EXERCISE PROMPT:
Reproduce the records below in their entirety, character for character.

RECORDS SHOWN:
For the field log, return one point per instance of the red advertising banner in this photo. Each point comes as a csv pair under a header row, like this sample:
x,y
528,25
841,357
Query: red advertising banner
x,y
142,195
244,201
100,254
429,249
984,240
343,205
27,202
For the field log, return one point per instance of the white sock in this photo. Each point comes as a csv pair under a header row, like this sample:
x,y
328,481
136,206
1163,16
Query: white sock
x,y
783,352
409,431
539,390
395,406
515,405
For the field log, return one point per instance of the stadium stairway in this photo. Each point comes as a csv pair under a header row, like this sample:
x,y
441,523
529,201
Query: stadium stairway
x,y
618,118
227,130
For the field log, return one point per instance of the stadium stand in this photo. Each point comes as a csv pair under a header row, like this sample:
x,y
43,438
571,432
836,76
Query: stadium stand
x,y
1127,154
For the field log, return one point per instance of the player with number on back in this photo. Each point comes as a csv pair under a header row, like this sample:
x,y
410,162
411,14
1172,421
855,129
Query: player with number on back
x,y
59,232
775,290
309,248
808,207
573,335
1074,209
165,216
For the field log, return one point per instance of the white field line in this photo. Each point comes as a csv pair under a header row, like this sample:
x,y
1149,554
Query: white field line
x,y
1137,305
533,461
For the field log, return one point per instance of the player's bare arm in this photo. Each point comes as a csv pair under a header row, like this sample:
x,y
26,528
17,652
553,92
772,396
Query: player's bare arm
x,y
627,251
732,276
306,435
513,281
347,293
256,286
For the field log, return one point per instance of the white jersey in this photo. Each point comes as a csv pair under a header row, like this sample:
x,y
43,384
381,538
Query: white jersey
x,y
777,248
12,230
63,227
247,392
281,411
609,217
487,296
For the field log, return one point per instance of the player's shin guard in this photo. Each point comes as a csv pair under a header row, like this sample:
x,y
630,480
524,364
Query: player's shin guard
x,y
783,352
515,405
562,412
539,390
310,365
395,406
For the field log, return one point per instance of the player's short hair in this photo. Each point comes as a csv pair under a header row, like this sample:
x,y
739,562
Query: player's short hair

TASK ANSWER:
For the field log, return one point per instance of the red advertising banner in this photo. Each point comes as a csv pair under a header row, like this sample:
x,y
528,25
841,357
Query: red advertising banner
x,y
142,195
244,201
100,254
429,249
984,240
343,205
27,202
For the field log, return one point per instance of the white sock in this photo. Each point comes as a csv pair under a header row, like this sample:
x,y
328,481
136,206
1163,16
Query: white sock
x,y
783,352
409,431
539,390
395,406
515,405
For the field log, return one point per instance of the stadium stairway in this photo. Each point comes as a csv pair under a header row, like this sample:
x,y
441,523
529,201
Query: stadium stairway
x,y
618,118
227,130
For the field log, return one point per instance of the stadium stand in this photo. Each point comes as a csv pair under a header row, like this sample:
x,y
43,438
571,432
836,76
Query: stadium stand
x,y
1127,154
For the field log, return one point per instance of the player with number on back in this photo. Each point comes as a csv pair under a header row, like this sample:
x,y
410,162
411,14
1172,421
855,129
Query: player with number on back
x,y
59,232
775,290
309,248
808,207
573,335
1074,209
165,216
For the field log, return one point per instance of the white field line in this photo. Each point comes as a csv pair under a header row, like this sample:
x,y
1149,554
Query: white field line
x,y
1137,305
533,461
For the field log, return one point per instance of the player's bare arm in this photo. Each point comes as a csv pair under a header row, like this sample:
x,y
26,528
17,652
553,92
772,396
Query: player's bare arm
x,y
627,251
732,276
306,435
513,281
347,293
256,286
For the field log, return one point per instance of the white jersey in this photo. Each point comes as a csv pair under a header row, like this sample:
x,y
43,384
381,538
Query: white jersey
x,y
777,248
12,230
63,227
247,392
281,411
609,217
487,296
For the field log, return one point per instance of the player's shin guard in this photo. Each point comes as a csv pair under a header row, like this sample:
x,y
630,480
524,364
Query: player's shin guard
x,y
783,352
515,405
562,412
539,390
310,365
395,406
For the field log, return one point per instance of the player's short hair in this photo. Each point comes as a csv pair under a header row, like this sample:
x,y
739,562
Query: player's short hair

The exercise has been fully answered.